Work to be completed
Rewrite the lines starting at the one containing "Our labeler tagged bearded" and ending at the one containing "[[175, 84, 231, 128]]" as a Markdown table with the columns Row and Line, numbering each row and leaving out any blank lines.

Records shown
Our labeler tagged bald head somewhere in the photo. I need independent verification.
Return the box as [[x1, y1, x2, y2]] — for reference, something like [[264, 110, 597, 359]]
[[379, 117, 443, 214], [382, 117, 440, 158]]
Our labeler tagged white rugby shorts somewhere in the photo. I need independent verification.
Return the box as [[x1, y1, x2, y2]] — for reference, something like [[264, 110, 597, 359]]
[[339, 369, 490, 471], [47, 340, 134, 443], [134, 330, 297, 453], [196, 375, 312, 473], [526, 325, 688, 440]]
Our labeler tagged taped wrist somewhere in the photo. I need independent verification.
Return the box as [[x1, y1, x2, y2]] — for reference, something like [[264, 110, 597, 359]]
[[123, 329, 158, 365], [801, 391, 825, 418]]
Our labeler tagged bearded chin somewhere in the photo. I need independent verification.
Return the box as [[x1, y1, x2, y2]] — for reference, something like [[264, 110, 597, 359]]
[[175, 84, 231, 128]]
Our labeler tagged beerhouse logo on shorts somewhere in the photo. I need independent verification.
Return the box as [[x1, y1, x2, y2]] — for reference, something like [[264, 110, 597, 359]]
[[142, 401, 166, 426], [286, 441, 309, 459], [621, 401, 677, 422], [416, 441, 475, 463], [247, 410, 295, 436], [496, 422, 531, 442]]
==
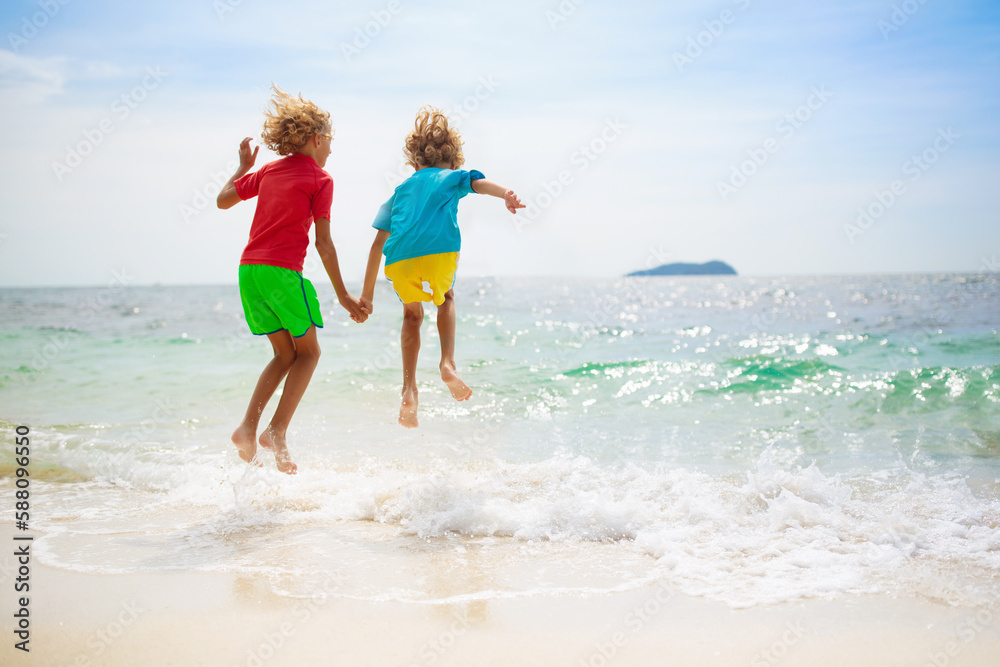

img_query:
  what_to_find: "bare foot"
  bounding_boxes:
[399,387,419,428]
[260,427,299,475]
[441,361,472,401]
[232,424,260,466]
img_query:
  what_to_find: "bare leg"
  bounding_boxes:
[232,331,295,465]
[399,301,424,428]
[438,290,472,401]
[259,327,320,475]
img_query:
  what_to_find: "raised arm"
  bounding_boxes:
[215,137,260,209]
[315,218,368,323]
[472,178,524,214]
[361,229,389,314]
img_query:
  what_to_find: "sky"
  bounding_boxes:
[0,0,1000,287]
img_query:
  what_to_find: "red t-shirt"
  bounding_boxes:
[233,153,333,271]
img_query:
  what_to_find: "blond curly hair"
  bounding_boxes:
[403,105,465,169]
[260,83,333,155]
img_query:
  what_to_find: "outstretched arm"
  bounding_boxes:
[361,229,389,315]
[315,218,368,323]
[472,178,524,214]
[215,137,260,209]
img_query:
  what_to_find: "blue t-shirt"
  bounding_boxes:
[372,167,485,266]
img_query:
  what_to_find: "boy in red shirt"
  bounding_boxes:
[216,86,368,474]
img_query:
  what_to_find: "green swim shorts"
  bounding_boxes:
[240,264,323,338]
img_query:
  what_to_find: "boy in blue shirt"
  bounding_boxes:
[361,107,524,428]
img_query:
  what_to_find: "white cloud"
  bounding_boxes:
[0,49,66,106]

Exercise answer
| Row | Line |
|---|---|
| 1 | Our labeler tagged bearded chin somewhere in the photo. I need independent verification. |
| 2 | Return the box as [[x1, y1, x2, y2]] — for reference, something like [[264, 110, 597, 359]] |
| 3 | [[175, 84, 231, 128]] |